Check every line of the entries that follow, and copy the ones containing "query".

Referring expression grounding data:
-=-=-=-=-
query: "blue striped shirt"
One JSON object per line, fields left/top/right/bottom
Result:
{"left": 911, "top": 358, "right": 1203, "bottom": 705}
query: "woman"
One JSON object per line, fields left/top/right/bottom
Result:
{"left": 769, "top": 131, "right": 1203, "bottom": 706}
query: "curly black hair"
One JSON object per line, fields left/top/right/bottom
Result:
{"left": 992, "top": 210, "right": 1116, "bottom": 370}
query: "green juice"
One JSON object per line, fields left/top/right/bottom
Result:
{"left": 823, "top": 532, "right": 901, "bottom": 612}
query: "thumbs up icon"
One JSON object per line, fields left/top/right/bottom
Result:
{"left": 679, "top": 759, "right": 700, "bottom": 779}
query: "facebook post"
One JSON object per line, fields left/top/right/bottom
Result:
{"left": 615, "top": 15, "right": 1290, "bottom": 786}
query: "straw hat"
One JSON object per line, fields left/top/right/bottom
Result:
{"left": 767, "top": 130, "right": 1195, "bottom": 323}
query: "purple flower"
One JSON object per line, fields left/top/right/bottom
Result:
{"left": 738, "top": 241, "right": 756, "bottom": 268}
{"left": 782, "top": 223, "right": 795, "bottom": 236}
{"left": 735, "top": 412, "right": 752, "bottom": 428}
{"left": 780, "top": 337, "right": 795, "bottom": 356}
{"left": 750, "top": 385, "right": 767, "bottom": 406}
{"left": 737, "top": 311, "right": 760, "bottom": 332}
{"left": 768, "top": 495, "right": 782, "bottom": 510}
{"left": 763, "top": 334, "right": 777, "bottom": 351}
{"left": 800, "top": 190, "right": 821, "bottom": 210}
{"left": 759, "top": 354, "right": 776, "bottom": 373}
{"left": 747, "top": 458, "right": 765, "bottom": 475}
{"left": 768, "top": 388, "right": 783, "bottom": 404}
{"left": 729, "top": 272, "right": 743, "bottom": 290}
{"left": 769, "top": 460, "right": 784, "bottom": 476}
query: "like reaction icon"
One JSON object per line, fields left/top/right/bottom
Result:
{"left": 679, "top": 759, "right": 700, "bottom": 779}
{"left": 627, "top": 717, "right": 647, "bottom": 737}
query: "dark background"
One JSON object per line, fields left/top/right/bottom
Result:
-=-=-=-=-
▸ Written reply:
query: "blue striped shirt"
query: "woman"
query: "curly black hair"
query: "green juice"
query: "thumbs up icon"
query: "facebook post"
query: "straw hat"
query: "purple flower"
query: "like reaction icon"
query: "dark background"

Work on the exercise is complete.